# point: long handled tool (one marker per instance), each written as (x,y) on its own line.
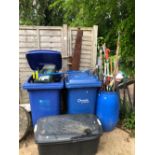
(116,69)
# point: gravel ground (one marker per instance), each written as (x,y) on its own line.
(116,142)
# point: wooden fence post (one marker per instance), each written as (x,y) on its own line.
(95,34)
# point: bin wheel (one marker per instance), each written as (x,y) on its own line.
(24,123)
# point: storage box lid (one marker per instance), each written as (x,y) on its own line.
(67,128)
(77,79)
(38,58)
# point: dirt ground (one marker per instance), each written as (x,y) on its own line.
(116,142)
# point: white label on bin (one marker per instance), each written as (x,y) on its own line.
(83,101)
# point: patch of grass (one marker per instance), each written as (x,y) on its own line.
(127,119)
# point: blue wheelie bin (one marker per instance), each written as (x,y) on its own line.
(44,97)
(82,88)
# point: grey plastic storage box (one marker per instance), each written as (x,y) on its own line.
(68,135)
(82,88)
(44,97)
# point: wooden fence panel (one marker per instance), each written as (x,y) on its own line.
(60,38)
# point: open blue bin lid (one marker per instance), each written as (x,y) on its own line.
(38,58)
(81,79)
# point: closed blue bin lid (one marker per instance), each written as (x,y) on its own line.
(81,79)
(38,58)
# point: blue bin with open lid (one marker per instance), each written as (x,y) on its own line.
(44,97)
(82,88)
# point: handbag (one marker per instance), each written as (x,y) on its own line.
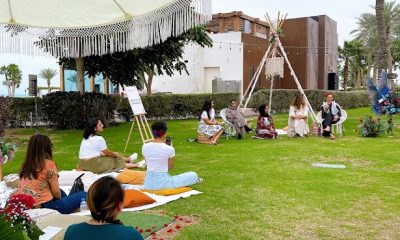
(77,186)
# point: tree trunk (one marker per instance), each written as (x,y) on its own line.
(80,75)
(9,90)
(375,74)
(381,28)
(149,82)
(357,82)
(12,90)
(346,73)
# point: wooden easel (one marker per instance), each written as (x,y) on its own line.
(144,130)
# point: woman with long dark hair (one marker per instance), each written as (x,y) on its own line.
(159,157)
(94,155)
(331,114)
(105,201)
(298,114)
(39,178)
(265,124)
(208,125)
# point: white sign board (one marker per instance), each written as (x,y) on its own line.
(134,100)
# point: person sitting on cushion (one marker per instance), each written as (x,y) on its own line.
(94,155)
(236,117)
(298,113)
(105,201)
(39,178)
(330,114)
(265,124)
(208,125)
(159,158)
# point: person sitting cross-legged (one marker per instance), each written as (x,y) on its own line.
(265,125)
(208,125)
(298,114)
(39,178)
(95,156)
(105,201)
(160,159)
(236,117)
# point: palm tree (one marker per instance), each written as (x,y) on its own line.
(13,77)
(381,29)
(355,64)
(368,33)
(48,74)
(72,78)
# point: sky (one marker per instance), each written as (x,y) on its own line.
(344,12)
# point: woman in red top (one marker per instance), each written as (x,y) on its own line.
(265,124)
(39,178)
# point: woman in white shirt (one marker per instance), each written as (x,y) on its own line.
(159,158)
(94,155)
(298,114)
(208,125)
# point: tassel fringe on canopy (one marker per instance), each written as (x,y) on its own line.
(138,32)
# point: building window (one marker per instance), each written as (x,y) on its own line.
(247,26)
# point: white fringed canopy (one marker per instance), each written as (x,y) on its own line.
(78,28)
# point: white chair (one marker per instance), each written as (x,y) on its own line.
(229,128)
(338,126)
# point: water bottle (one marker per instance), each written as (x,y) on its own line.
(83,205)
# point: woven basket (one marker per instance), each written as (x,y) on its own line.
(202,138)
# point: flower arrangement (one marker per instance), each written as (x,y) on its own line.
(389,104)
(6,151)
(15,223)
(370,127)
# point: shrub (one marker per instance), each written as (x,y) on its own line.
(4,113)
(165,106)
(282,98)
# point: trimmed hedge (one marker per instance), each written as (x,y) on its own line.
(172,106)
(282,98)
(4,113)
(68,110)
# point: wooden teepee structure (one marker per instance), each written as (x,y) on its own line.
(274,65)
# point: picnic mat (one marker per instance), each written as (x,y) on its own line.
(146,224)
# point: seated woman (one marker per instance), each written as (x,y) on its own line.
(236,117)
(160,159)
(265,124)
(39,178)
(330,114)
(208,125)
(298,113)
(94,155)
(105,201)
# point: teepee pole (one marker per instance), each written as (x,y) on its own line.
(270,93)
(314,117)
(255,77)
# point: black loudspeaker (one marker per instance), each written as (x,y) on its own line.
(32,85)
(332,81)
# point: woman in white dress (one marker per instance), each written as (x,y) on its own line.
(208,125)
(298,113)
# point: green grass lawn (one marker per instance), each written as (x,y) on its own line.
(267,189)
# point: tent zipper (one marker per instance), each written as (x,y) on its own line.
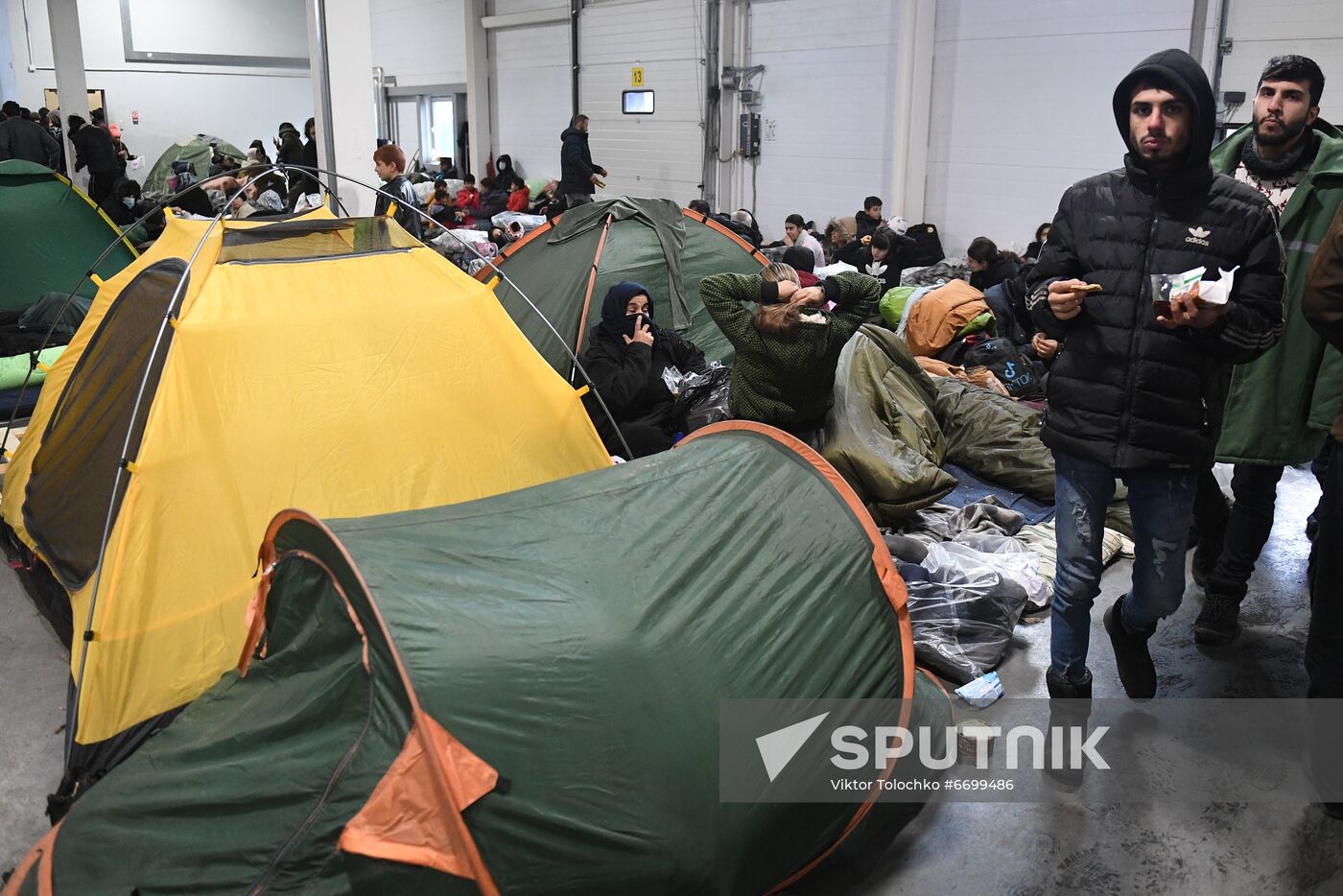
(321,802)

* * *

**Exercise task:**
Your task is to set down exactly the lines that run from the line holding "# point: shrub" through the close of the entries, including both ends. Pictures stay out.

**Response to this exercise:**
# point: shrub (one marker per instance), each written as (x,y) on its own line.
(4,113)
(165,106)
(282,98)
# point: trimmed hedge (one marker per instance), each written as (x,y) on its own line.
(172,106)
(282,98)
(4,113)
(68,110)
# point: wooden teepee structure (one marker per instance), each written as (x,y) on its own line.
(274,65)
# point: picnic mat (one marker per instance), each written as (x,y) on its own line.
(146,224)
# point: seated woman (one marker per instance), each written as (x,y) on its own line.
(236,117)
(160,159)
(265,124)
(39,178)
(330,114)
(208,125)
(298,113)
(94,155)
(105,201)
# point: teepee pole (one marker per instance), each written as (x,y) on its own line.
(270,93)
(314,117)
(255,77)
# point: black loudspeaker (one marker per instance), each written as (x,y) on its own line.
(32,85)
(332,81)
# point: woman in white dress (one marker per instance), each written as (x,y) on its own line.
(208,125)
(298,113)
# point: green grass lawn (one marker per instance), each written as (x,y) on its own line.
(267,189)
# point: tent zipper (one marker per instance), each written as (x,y) on its own line.
(321,802)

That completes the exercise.